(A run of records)
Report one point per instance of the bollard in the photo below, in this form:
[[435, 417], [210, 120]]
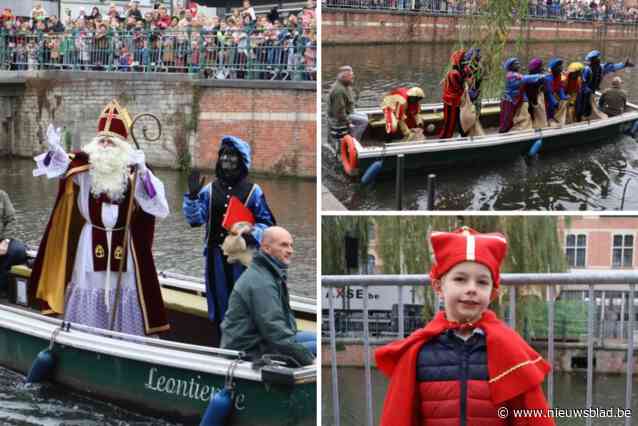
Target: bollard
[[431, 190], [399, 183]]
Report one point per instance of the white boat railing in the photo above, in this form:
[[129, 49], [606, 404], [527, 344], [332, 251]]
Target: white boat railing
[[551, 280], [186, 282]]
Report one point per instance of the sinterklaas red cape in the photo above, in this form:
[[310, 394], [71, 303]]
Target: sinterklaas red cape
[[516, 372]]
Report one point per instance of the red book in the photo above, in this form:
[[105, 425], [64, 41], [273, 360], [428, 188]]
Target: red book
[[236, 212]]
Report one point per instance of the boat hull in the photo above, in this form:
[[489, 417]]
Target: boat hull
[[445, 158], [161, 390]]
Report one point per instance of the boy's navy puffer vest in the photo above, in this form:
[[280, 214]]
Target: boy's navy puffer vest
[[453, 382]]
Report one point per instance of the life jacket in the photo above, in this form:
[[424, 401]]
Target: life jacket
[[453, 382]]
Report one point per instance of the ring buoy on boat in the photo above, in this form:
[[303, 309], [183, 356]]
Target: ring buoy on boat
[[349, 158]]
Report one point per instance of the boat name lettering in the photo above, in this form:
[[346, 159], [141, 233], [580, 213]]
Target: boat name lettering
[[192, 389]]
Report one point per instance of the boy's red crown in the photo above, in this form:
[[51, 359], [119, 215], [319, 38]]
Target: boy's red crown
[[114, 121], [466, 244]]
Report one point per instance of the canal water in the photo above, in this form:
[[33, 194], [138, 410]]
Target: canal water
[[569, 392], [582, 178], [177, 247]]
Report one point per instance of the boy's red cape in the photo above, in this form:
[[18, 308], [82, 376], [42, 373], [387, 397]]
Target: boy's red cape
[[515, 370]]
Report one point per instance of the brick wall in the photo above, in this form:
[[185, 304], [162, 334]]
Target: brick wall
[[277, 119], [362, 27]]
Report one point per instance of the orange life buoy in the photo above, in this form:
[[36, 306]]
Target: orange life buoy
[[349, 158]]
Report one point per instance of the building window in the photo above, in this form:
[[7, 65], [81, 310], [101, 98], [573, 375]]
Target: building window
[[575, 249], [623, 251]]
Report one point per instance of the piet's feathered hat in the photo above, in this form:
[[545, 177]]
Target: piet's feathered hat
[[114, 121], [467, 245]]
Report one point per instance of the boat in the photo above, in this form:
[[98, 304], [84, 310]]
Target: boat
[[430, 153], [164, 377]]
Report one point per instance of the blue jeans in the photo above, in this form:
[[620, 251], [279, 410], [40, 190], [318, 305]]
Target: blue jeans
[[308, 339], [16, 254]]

==

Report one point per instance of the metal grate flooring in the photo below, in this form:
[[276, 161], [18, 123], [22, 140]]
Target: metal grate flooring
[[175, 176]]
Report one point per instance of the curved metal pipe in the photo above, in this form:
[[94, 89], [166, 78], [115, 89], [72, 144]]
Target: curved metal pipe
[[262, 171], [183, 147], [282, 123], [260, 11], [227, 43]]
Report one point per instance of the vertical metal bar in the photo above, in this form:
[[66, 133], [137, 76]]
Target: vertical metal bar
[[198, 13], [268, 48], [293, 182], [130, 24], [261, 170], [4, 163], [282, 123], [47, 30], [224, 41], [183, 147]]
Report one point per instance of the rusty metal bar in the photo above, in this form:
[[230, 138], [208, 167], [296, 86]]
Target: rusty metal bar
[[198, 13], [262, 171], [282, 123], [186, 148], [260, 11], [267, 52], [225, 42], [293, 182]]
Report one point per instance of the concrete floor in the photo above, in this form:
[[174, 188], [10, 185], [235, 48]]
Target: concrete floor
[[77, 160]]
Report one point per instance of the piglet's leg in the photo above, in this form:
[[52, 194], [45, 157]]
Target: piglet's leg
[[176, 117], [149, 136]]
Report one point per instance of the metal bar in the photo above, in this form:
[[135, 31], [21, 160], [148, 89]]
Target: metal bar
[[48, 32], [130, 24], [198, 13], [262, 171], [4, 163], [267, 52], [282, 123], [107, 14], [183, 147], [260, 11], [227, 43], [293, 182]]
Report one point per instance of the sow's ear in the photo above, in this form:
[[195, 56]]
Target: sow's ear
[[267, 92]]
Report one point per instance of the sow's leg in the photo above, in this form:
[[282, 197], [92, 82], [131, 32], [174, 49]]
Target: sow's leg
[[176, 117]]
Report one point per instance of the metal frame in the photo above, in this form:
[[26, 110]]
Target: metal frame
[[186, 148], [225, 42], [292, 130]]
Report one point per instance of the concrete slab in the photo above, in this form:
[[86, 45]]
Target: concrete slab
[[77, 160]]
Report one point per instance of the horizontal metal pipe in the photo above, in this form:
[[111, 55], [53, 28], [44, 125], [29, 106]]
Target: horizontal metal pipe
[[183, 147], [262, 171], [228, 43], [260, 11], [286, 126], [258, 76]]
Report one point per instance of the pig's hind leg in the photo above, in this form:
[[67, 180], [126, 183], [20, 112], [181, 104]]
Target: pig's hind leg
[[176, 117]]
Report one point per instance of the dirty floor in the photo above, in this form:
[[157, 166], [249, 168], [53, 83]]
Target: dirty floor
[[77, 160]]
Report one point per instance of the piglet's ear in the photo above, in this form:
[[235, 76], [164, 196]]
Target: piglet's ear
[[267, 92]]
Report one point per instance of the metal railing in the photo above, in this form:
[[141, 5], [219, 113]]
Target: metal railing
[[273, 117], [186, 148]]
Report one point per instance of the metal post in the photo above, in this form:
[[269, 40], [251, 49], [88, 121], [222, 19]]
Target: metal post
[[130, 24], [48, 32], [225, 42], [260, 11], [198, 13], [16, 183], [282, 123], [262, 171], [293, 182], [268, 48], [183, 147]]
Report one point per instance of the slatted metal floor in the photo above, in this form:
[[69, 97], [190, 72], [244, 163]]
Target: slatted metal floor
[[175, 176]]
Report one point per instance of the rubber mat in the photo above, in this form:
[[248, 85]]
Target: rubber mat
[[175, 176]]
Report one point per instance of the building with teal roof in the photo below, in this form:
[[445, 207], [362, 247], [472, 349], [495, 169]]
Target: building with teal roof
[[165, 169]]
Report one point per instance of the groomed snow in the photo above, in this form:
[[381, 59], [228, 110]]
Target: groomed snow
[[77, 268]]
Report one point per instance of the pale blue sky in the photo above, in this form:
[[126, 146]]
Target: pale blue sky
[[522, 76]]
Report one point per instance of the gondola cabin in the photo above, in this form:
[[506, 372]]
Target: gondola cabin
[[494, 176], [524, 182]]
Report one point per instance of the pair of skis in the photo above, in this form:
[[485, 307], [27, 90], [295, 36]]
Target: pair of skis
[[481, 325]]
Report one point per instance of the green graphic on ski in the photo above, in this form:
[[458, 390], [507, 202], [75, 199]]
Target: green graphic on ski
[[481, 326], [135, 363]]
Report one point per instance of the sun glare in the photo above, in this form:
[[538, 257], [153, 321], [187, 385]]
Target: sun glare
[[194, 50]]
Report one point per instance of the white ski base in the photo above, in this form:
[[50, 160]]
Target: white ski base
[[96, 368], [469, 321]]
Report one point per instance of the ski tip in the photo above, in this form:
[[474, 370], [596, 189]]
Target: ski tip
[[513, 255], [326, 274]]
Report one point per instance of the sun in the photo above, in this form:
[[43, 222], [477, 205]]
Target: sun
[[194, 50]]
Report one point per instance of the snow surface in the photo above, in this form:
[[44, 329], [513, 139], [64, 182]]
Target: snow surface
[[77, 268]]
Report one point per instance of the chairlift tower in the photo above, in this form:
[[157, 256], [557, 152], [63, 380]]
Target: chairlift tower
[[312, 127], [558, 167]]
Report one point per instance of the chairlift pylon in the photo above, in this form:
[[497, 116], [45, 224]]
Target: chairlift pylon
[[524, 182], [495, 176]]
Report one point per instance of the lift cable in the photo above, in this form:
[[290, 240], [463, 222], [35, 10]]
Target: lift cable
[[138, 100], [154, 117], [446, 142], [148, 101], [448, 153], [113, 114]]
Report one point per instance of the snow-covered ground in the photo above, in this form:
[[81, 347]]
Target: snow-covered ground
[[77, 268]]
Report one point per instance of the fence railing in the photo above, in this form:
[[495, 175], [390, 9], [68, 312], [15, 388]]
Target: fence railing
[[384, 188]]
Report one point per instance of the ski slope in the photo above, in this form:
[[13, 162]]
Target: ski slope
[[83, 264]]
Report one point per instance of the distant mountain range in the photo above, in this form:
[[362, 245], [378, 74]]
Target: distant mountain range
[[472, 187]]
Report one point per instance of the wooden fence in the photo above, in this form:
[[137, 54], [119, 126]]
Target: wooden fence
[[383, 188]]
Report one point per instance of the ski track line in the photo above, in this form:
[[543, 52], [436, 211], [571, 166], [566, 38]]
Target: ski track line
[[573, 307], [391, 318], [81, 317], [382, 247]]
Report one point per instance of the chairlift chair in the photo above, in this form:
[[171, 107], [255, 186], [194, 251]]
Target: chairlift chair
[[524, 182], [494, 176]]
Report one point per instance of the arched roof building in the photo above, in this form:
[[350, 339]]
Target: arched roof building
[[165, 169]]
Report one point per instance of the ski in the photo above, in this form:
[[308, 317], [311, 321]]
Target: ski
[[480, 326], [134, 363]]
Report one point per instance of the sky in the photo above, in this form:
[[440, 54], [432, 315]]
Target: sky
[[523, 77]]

...

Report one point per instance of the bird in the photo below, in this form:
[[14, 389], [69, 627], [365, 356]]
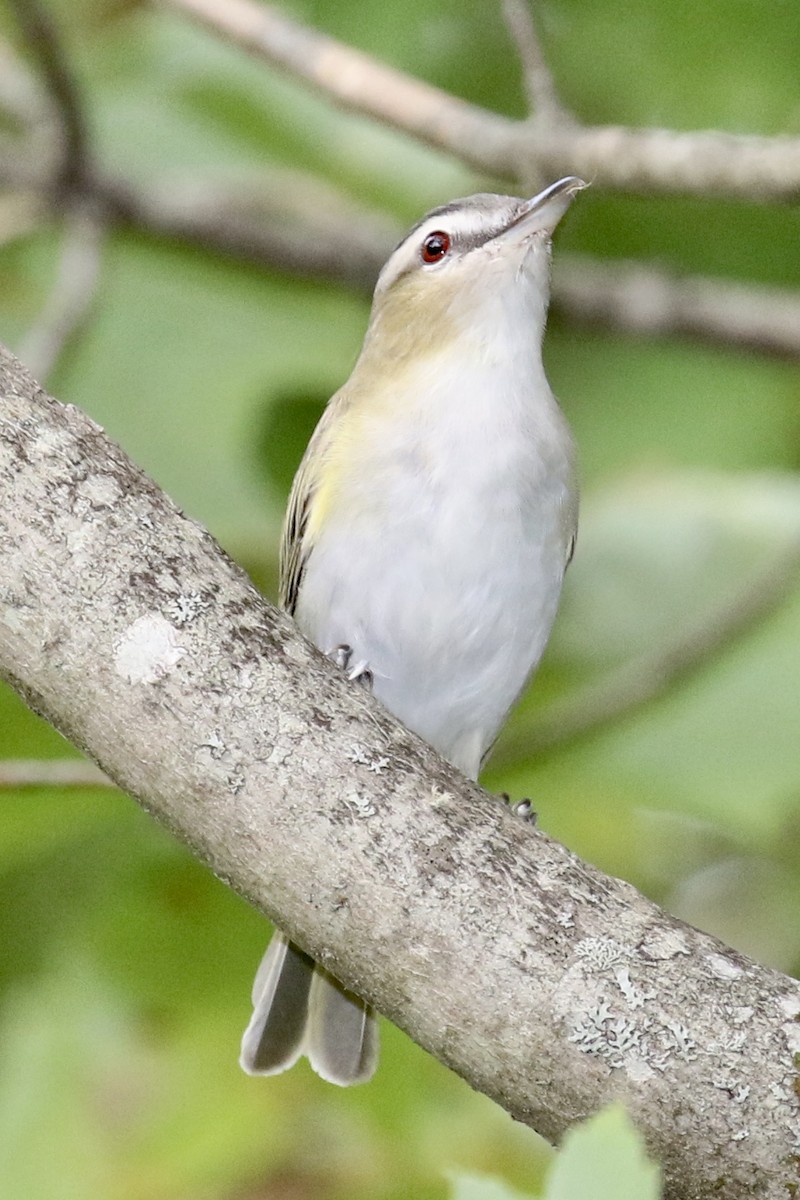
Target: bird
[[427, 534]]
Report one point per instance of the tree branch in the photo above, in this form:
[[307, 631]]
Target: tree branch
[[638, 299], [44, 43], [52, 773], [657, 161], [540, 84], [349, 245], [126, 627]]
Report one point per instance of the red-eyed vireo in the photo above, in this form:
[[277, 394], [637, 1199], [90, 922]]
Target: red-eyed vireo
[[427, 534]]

Stated problem.
Pull out the lines starting at the one containing "Report one point per instance of the wooden" and ending at the one containing "[[480, 326], [134, 363]]", both included, and repeat them word for word.

Correct result.
Report one point per instance of the wooden fence in the photo above, in this form:
[[137, 54], [119, 126]]
Target: wooden fence
[[383, 188]]
Report one point per instance of the ski track line in the photo above, in this form:
[[543, 52], [436, 211], [571, 166], [566, 38]]
Target: ski track line
[[573, 307], [391, 318], [81, 317], [382, 247]]
Report one point per instance of the chairlift chair in the photo above, in this form:
[[171, 107], [255, 186], [194, 251]]
Target: chairlift chair
[[524, 182], [494, 176]]
Report one point per instance of the arched roof building in the photo above, in this form:
[[350, 339]]
Target: arched roof building
[[165, 169]]
Report one point per instance of the ski in the photo above, in this form:
[[308, 317], [311, 321]]
Target: ski
[[480, 326], [134, 363]]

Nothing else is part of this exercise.